PROVIDED TEXT:

━━━━━━━━━━━━━━━━━━━━━━━━━━━━━━

Serotonin and Adenosine G-protein Coupled Receptor Signaling for Ventilatory Acclimatization to Sustained Hypoxia

Different patterns of hypoxia evoke different forms of plasticity in the neural control of ventilation. For example, acute intermittent hypoxia produces long term facilitation (LTF) of ventilation, while chronic sustained hypoxia (CH) causes ventilatory acclimatization to hypoxia (VAH). In both LTF and VAH, ventilation in normoxia is greater than normal after the hypoxic stimulus is removed and the acute hypoxic ventilatory response can increase. However, the mechanisms of LTF and VAH are thought to be different based on previous results showing serotonin 5HT(2) receptors, which are G protein coupled receptors (GPCR) that activate G(Q) signaling, contribute to LTF but not VAH. Newer results show that a different GPCR, namely adenosine A(2A) receptors and the G(S) signaling pathway, cause LTF with more severe intermittent hypoxia, i.e., PaO(2) = 25–30 Torr for G(S) versus 35–45 Torr for LTF with the G(Q) signaling pathway. We hypothesized adenosine A(2A) receptors and G(S) signaling are involved in establishing VAH with longer term moderate CH and tested this in adult male rats by measuring ventilatory responses to O(2) and CO(2) with barometric pressure plethysmography after administering MSX-3 or ketanserin (A(2A) and 5HT(2) antagonists, respectively, both 1 mg/Kg i.p.) during CH for 7 days. Blocking G(S) or G(Q) signals throughout CH exposure, significantly decreased VAH. After VAH was established, G(Q) blockade did not affect ventilation while G(S) blockade increased VAH. Similar to LTF, data support roles for both G(Q) and G(S) pathways in the development of VAH but after VAH has been established, the G(S) pathway inhibits VAH.

━━━━━━━━━━━━━━━━━━━━━━━━━━━━━━

RECORDED INFORMATION:

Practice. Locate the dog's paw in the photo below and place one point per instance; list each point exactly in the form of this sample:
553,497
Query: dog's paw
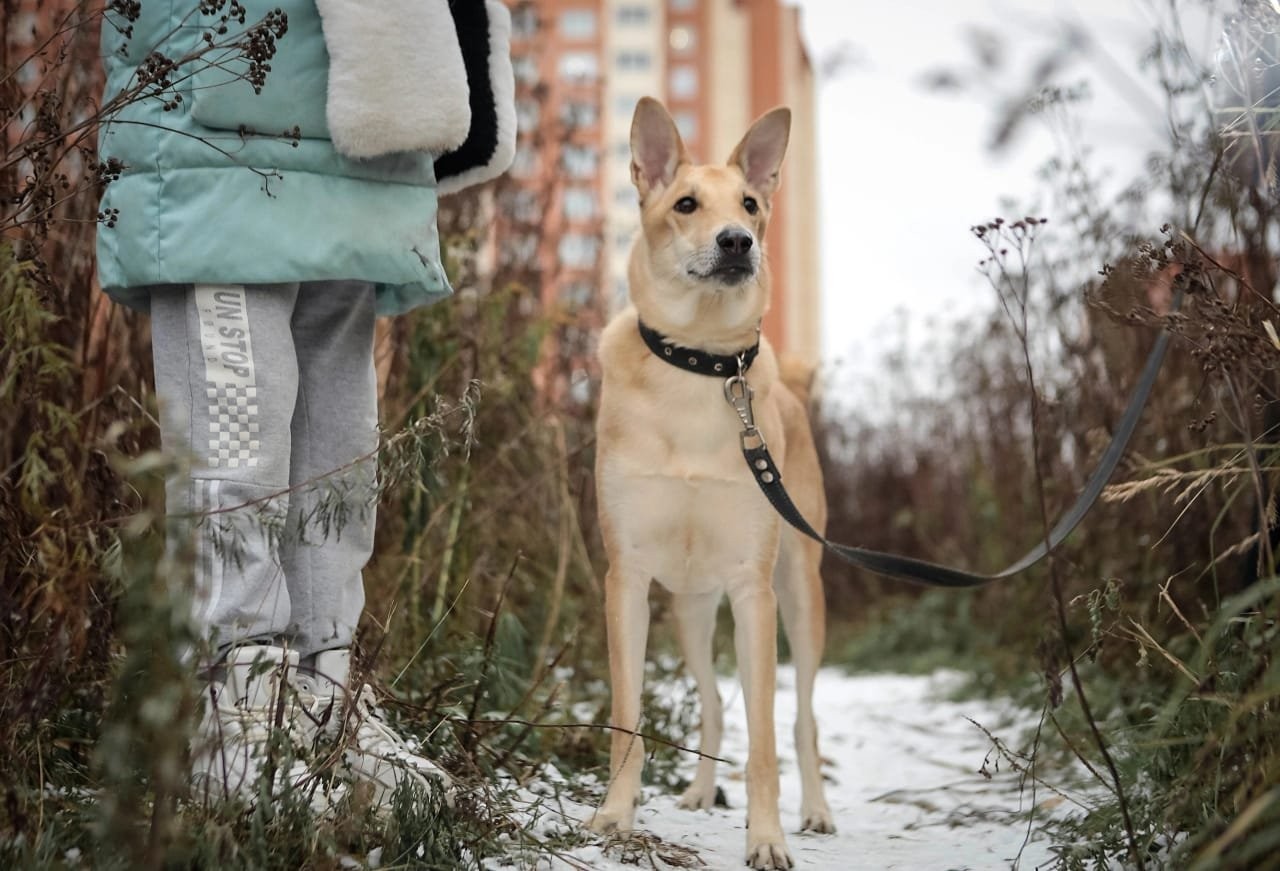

━━━━━━━━━━━━━━━━━━━━━━━━━━━━━━

TASK REQUIREMENTS:
Answer these about the text on ventilatory acclimatization to hypoxia:
(a) What form of plasticity does chronic sustained hypoxia cause?
(b) Which two antagonists were given during the 7 days of chronic hypoxia, and at what dose?
(c) Once VAH was established, what did G(S) blockade do?

TASK OUTPUT:
(a) Ventilatory acclimatization to hypoxia (VAH).
(b) MSX-3, an A(2A) antagonist, and ketanserin, a 5HT(2) antagonist, both at 1 mg/Kg i.p.
(c) It increased VAH.